The color of crystals
by MIKE BALDWIN

06.21.00: The color of a crystal can be its most striking feature. The causes of color are varied, and many minerals occur in a range of colors. Something looks a particular color largely due to your eye and brain reacting to different wavelengths of light. When white light (daylight) falls on a crystal, some of the wavelengths may be reflected, and some absorbed. If some are absorbed, those remaining will make up a color other than white because some of the wavelengths that make up white light are missing. Sometimes light is absorbed and re-emitted without changing and the mineral will appear colorless.

Idiochromatic: Some minerals are nearly always the same color because certain light-absorbing atoms are an essential part of their crystal structure. These minerals are described as idiochromatic. For example, copper minerals are nearly always red, green or blue according to the nature of the copper present.:

Allochromatic: A large number of minerals occur in a wide range of colors caused by impurities or light-absorbing defects in the atomic structure. For example, quartz, diamond, beryl, and corundum can be red, green, yellow, and blue. These minerals are described as allochromatic.

Play of colors: The color os some minerals is really a play of colors like that seen in an oil slick or a soap bubble. This may be produced when the light is affected by the physical structure of the crystals, such as twinning or cleavage planes, or by the development duirng growth of thin films. Microscopic "intergrowths" of plate-like inclusions also interfere with the light.

*Challenge a:* Rewrite the records starting at the first line and ending at the line containing "74 L 60 127", replacing "segment" with "polygon" and leaving everything else unchanged.
The records that come next have no connection to the text on crystal color.

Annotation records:
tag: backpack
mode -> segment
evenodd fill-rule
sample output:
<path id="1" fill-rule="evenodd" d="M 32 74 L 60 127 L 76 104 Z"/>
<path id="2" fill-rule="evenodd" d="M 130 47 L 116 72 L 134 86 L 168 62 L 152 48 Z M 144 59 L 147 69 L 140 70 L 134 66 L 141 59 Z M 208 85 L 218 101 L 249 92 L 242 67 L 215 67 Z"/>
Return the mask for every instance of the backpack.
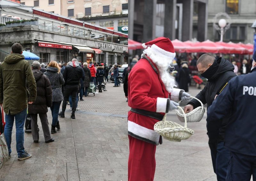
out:
<path id="1" fill-rule="evenodd" d="M 102 77 L 104 76 L 104 71 L 103 69 L 100 69 L 99 71 L 99 76 Z"/>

*Challenge b:* Copy the part of the crystal color passage starting at "Allochromatic: A large" and ending at "with the light.".

*Task output a:*
tag: backpack
mode -> polygon
evenodd fill-rule
sample output:
<path id="1" fill-rule="evenodd" d="M 32 74 L 60 127 L 76 104 Z"/>

*Task output b:*
Allochromatic: A large number of minerals occur in a wide range of colors caused by impurities or light-absorbing defects in the atomic structure. For example, quartz, diamond, beryl, and corundum can be red, green, yellow, and blue. These minerals are described as allochromatic.

Play of colors: The color os some minerals is really a play of colors like that seen in an oil slick or a soap bubble. This may be produced when the light is affected by the physical structure of the crystals, such as twinning or cleavage planes, or by the development duirng growth of thin films. Microscopic "intergrowths" of plate-like inclusions also interfere with the light.